DOCUMENT SECTION
++++++++

# Sub bottom or amp clip....Please Help!



## Vader (Jul 8, 2006)

OK,

I just started watching "The Matrix: Revolutions" on HD-DVD, using Dolby TrueHD via analog connections, and something kinda disturbing just happened (I shut down until I can determine what). During the explosion after the title screen, a loud "pop" eminated from one or both subs (I can't tell which). I have heard that a bottom is more of a loud metallic "clack", and this was not that. The first thing I thought of was that I clipped the BFD, so I turned the subs off, bypassed the BFD filters, and re-played the explosion. At the level I was listening at (-10dB on the MV), the level meter was clearly in the red. My question is, is my reasoning correct? Is there a safe way to determine which actually happened? Obviously, I don't want to repeat the bottom or clip and damage the sub(s). I considered turning the gain on the subs way down, and repeating the exposion, my reasoning being that if it were a bottom, it would likely not repeat, but if it were a clipped amp, it would still "pop" but at a much lower volume level. Thing is, a clipped signal can damage the driver, correct? So, I don't really want to repeat that, either....... 

The best case scenario at this point would be to re-calibrate the AVR trim to give some more headrrom before clipping, then compensting with the sub's gain. I am just hoping that I didn't bottom anything (I thought I had more headroom than I would ever use)...


----------



## Hakka (Sep 10, 2006)

I'm sort of in the same boat, I heard a pop/clack from the sub(s) when watching Lucky # Slevin, the clip lights on the amp were lit up, I ran through the scene again at 1db lower volume while looking at the drivers and they looked to be moving at least 35 - 40mm, which is over xmax. Lowering the volume by 1db stopped the amp from clipping.


Hakka.


----------



## drdoan (Aug 30, 2006)

++++++++

GIVEN TASK
Continue the subwoofer forum thread above from the point where it stops. The listing that comes next has no connection to the subwoofer forum thread.

(Coordinate labeling records)

++++++++

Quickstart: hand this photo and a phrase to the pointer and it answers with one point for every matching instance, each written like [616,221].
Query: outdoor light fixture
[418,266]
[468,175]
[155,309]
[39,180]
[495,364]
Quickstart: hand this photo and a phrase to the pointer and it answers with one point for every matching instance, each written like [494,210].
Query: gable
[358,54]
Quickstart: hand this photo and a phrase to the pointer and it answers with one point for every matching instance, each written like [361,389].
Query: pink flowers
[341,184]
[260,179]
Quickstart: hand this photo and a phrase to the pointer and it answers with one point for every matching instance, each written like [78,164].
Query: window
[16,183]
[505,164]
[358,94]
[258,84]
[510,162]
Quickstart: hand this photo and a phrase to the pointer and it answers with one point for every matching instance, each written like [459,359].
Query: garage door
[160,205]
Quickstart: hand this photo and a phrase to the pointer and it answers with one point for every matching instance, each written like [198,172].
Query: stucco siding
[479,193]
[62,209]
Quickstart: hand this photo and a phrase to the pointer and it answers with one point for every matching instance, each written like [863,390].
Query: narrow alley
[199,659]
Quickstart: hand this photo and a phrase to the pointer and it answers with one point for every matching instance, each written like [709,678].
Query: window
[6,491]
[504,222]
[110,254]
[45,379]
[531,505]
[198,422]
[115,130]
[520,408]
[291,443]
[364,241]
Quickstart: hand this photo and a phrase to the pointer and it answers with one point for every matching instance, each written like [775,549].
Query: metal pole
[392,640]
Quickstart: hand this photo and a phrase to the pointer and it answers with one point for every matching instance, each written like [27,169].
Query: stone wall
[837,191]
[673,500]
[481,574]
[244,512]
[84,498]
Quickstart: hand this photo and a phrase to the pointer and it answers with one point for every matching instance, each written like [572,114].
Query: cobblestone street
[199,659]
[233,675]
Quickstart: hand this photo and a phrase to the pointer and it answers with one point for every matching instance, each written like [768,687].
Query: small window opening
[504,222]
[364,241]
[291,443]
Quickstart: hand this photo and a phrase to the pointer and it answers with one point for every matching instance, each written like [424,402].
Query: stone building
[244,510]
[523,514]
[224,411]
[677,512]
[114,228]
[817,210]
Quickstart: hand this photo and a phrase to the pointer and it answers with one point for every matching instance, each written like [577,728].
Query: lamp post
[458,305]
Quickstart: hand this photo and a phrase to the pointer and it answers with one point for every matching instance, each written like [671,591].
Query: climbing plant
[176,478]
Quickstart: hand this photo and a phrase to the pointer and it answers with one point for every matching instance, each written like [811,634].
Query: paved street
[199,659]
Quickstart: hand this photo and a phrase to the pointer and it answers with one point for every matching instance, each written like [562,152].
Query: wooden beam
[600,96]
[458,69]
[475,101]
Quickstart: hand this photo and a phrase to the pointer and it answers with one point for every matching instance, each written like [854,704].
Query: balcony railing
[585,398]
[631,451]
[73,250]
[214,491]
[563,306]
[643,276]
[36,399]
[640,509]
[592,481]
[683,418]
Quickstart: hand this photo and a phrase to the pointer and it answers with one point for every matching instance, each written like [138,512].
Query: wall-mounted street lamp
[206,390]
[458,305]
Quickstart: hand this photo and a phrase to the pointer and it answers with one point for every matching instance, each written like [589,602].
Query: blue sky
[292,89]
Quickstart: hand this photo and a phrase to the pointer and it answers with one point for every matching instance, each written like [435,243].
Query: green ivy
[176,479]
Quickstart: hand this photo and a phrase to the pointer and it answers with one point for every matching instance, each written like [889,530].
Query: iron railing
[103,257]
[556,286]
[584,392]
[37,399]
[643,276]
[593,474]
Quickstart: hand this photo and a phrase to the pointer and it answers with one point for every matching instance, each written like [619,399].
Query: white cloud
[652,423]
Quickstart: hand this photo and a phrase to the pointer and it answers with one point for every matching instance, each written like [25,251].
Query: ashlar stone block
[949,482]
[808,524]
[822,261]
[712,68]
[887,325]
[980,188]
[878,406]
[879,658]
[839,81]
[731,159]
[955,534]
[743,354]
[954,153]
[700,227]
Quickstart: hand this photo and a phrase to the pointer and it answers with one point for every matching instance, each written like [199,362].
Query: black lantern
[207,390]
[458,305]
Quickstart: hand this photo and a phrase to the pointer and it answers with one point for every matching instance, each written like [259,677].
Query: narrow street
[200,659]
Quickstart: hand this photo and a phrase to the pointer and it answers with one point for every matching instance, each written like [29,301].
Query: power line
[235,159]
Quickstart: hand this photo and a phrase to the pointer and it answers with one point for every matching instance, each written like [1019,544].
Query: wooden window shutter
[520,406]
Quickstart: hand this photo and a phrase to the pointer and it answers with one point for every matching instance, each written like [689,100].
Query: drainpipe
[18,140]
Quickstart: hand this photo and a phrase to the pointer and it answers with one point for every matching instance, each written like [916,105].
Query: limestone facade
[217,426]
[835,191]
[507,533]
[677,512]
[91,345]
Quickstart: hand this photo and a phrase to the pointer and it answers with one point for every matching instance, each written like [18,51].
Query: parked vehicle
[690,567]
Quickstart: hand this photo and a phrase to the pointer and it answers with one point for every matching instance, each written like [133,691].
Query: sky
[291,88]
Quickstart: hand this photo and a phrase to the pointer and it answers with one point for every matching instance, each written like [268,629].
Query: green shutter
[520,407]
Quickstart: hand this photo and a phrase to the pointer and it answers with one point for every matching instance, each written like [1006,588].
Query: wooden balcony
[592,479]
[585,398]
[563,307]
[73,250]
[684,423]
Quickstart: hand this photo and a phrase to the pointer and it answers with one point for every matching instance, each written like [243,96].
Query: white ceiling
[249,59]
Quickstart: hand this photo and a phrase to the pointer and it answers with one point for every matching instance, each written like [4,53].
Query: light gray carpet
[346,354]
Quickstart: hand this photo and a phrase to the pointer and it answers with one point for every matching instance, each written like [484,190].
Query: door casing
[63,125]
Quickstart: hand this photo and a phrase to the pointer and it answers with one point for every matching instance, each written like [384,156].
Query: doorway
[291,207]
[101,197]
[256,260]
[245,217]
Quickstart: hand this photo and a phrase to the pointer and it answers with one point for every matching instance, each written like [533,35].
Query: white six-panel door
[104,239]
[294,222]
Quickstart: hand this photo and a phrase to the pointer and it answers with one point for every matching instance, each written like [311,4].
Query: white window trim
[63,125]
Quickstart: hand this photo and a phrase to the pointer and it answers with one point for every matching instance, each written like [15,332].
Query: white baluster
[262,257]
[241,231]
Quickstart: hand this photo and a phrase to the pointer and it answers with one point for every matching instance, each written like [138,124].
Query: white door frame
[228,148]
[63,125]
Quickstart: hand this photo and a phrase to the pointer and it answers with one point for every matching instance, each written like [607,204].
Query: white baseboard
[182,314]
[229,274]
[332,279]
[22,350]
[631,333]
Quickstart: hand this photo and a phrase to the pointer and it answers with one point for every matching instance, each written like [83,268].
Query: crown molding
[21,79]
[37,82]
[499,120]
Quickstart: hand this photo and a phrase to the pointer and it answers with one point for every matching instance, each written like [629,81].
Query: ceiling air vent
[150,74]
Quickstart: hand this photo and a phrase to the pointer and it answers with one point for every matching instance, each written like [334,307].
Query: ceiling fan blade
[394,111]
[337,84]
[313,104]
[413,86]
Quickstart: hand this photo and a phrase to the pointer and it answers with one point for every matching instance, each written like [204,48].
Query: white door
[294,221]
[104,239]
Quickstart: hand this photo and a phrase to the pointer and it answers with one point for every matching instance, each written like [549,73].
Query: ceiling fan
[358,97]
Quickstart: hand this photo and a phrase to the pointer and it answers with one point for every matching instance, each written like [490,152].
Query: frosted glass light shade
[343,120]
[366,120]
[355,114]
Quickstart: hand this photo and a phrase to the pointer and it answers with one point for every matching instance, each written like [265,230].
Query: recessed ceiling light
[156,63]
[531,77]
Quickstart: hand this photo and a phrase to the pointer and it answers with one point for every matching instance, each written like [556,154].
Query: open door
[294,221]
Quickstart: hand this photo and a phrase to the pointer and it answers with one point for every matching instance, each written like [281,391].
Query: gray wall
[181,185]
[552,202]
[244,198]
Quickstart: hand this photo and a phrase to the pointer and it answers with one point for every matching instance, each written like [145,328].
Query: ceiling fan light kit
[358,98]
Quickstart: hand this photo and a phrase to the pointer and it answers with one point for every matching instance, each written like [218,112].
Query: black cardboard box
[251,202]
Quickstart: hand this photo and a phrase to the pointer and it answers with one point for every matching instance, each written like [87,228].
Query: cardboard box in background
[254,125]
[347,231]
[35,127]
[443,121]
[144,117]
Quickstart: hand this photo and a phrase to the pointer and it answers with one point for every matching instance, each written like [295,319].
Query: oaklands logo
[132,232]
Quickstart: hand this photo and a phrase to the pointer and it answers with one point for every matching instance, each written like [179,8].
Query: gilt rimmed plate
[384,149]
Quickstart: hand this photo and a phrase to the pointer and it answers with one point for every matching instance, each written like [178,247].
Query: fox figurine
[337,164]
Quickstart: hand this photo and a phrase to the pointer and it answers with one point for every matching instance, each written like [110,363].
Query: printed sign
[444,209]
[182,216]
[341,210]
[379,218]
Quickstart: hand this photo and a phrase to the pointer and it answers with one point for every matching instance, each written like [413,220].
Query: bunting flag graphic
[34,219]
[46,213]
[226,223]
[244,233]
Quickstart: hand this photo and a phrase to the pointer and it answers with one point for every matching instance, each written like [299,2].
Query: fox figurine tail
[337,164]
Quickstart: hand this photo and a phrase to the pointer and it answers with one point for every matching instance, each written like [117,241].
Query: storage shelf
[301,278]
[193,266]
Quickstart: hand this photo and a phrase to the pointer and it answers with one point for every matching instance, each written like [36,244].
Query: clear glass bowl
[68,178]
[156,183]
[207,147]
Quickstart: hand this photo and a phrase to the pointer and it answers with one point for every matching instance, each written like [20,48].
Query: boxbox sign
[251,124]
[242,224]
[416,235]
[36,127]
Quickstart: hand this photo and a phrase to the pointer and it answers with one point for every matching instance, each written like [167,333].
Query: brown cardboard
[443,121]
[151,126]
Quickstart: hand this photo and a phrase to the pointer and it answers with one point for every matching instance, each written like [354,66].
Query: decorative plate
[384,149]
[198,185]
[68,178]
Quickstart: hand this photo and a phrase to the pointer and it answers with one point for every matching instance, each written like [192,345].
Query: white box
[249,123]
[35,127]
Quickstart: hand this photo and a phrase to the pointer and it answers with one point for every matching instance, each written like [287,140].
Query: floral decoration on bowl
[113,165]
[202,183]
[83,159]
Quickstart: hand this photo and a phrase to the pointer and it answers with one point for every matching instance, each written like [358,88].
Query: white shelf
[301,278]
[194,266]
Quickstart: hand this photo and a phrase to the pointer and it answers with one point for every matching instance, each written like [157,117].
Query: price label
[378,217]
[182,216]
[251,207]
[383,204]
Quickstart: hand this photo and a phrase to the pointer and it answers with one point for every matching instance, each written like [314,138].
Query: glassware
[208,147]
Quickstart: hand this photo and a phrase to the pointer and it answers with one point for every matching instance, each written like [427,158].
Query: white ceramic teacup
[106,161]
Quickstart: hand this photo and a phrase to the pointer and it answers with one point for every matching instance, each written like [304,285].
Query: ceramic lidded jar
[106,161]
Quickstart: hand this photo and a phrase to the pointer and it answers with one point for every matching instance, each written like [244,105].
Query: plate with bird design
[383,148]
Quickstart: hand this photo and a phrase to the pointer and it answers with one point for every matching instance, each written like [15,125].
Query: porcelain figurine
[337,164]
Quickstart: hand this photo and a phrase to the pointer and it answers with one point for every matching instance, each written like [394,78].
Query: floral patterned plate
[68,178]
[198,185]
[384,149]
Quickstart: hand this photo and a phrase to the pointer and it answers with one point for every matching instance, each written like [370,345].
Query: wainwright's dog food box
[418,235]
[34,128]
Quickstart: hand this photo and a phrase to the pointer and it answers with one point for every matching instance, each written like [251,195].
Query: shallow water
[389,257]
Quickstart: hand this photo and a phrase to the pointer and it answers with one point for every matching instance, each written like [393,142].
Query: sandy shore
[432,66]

++++++++

TASK ANSWER
If you can put your extended fingers around the dust cover of the woofer (try each one) and gently push the speaker in the direction of its travel, it should not feel restricted or stuck. If it doesn't move freely in and out, you might have warped the former, thus damaging the speaker. If it was a clip of the signal path, it might be just a matter of lowering inputs. Remember to start with the first controllable input to the signal path to lower the volume. If you just try to lower the signal toward the end of the signal path, you will still have the clipping, just at a lower lever. Keep us updated. Hope all is well with the system, Dennis


----------



## brucek (Apr 11, 2006)

> The first thing I thought of was that I clipped the BFD, so I turned the subs off, bypassed the BFD filters, and re-played the explosion. At the level I was listening at (-10dB on the MV), the level meter was clearly in the red.


Monitoring the input signal was a good idea to see if the BFD was overloading its ADC on the input signal. If it was, the noise was likely digital clipping. If you're familiar with the two's compliment math that a analog to digital converter uses, you'll know that a single bit over the maximum digital signal possible will force the output to a maximum negative signal. This transition of digital clipping creates extreme distortion in the signal. There is a bit of headroom left when the LED's turn red (for obvious reasons), but if you clip a digital device, it's an awful sound.......

brucek


----------



## Vader (Jul 8, 2006)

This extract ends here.